- SELECTED TEXT:
-- BEGIN --

= Factor (agent) =

Trader of goods for a commission

A factor is a type of trader who receives and sells goods on commission, called factorage. A factor is a mercantile fiduciary transacting business that operates in their own name and does not disclose their principal. A factor differs from a commission merchant in that a factor takes possession of goods (or documents of title representing goods, such as a bill of lading) on consignment, but a commission merchant sells goods not in their possession on the basis of samples.

Most modern factor business is in the textile field, but factors are also used to a great extent in the shoe, furniture, hardware, and other industries. The number of trade areas in which factors operate has increased. In the United Kingdom, most factors fall within the definition of a mercantile agent under the Factors Act 1889 (52 & 53 Vict. c. 45), (Note: Section 1(1) of the Factors Act 1889 defines a mercantile agent as "a mercantile agent having in the customary course of his business as such agent authority either to sell goods, or to consign goods for the purpose of sale, or to buy goods, or to raise money on the security of goods".) and therefore have the powers of such. A factor has a possessory lien over the consigned goods that covers any claims against the principal arising out of the factor's activity.

The term derives from the Latin for "doer, maker", from facit, "he/she/it does/makes". Historically, a factor had their seat at a sort of trading post known as a factory.

==History==
Before the 20th century, factors were mercantile intermediaries whose main functions were warehousing and selling consigned goods, accounting to principals for the proceeds, guaranteeing buyers' credit, and sometimes making cash advances to principals prior to the sale of the goods. Their services were of particular value in foreign trade, and factors became important figures in the great period of colonial exploration and development.

===Mercantile factors===

A relatively large mercantile company could have a hierarchy including several grades of factor. The British East India Company hierarchy ranked "factors" between "writers" (junior clerks) and "junior merchants".

In North America the Hudson's Bay Company, as restructured after merging with the North West Company in 1821, had commissioned officers who included the ranks of chief trader and chief factor. They all shared the profits of the company during its monopoly years. In the deed poll under which the HBC was governed, there were 25 chief factors and 28 chief traders. Chief factors usually held high administrative positions.

-- END --

- LISTED RECORDS:

-- BEGIN --

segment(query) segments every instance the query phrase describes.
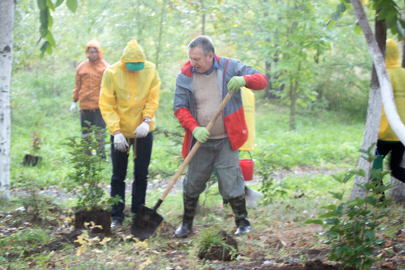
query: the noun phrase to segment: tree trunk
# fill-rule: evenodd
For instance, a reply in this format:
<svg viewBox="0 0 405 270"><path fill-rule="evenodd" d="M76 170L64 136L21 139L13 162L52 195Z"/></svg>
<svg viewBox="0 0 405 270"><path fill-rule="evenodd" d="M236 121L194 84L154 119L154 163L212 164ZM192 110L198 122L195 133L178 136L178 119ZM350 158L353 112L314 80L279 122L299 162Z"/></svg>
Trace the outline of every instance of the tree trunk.
<svg viewBox="0 0 405 270"><path fill-rule="evenodd" d="M201 3L201 10L202 11L202 26L201 29L201 32L202 35L204 36L205 34L205 11L204 9L204 4L202 3L202 0L201 0L200 3Z"/></svg>
<svg viewBox="0 0 405 270"><path fill-rule="evenodd" d="M158 62L159 61L159 54L160 52L160 48L162 46L162 34L163 30L163 17L164 15L165 3L166 2L163 1L162 3L162 12L160 13L160 27L159 28L159 41L158 42L158 47L156 48L156 61L155 61L156 69L158 69L158 66L159 64Z"/></svg>
<svg viewBox="0 0 405 270"><path fill-rule="evenodd" d="M402 67L405 68L405 42L402 41ZM402 161L400 164L403 168L405 168L405 154L402 157ZM405 183L397 179L392 176L390 182L395 185L394 189L390 190L390 196L391 199L396 202L405 202Z"/></svg>
<svg viewBox="0 0 405 270"><path fill-rule="evenodd" d="M405 168L405 154L402 157L402 161L400 166ZM405 183L391 176L390 182L395 186L390 189L390 197L391 199L397 203L405 202Z"/></svg>
<svg viewBox="0 0 405 270"><path fill-rule="evenodd" d="M10 88L15 0L0 0L0 198L10 199Z"/></svg>
<svg viewBox="0 0 405 270"><path fill-rule="evenodd" d="M295 130L295 98L296 93L296 89L294 89L294 86L292 85L292 79L290 79L290 99L291 103L290 107L290 130L291 131Z"/></svg>
<svg viewBox="0 0 405 270"><path fill-rule="evenodd" d="M385 66L384 55L381 52L381 50L378 47L379 43L377 43L373 34L373 32L370 28L370 25L369 24L361 2L360 0L351 0L351 2L353 5L356 16L358 19L359 24L366 38L369 50L373 58L375 70L379 84L381 98L387 118L391 128L402 143L404 144L404 142L405 141L405 126L404 126L396 111L394 100L394 93ZM379 28L381 26L381 24L383 23L381 21L376 21L376 31L377 29L379 29L379 31L380 30ZM379 26L377 27L377 24ZM385 24L384 24L385 25ZM386 28L386 26L384 26L383 28ZM384 31L384 30L382 30ZM386 29L385 32L386 33ZM384 35L383 39L381 35L381 33L378 34L376 33L376 36L377 38L379 39L379 38L381 38L382 39L379 42L379 45L384 46L383 47L385 48L386 37ZM363 148L369 147L371 144L377 141L379 125L381 103L379 100L378 94L375 92L377 92L377 89L376 89L377 88L375 86L372 86L371 88L369 107L367 108L366 126L362 145ZM361 158L359 159L358 167L359 169L362 169L367 171L369 169L369 165L367 161L363 161L363 159ZM365 192L358 186L356 184L368 180L368 179L363 178L355 178L354 184L353 185L350 194L350 199L354 199L356 197L364 197L365 196Z"/></svg>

-- END --

- AIM OF THE EXERCISE:
Please give the number of chief factors named in the deed poll that governed the Hudson's Bay Company, according to the text on factors.

- EXPECTED ANSWER:
25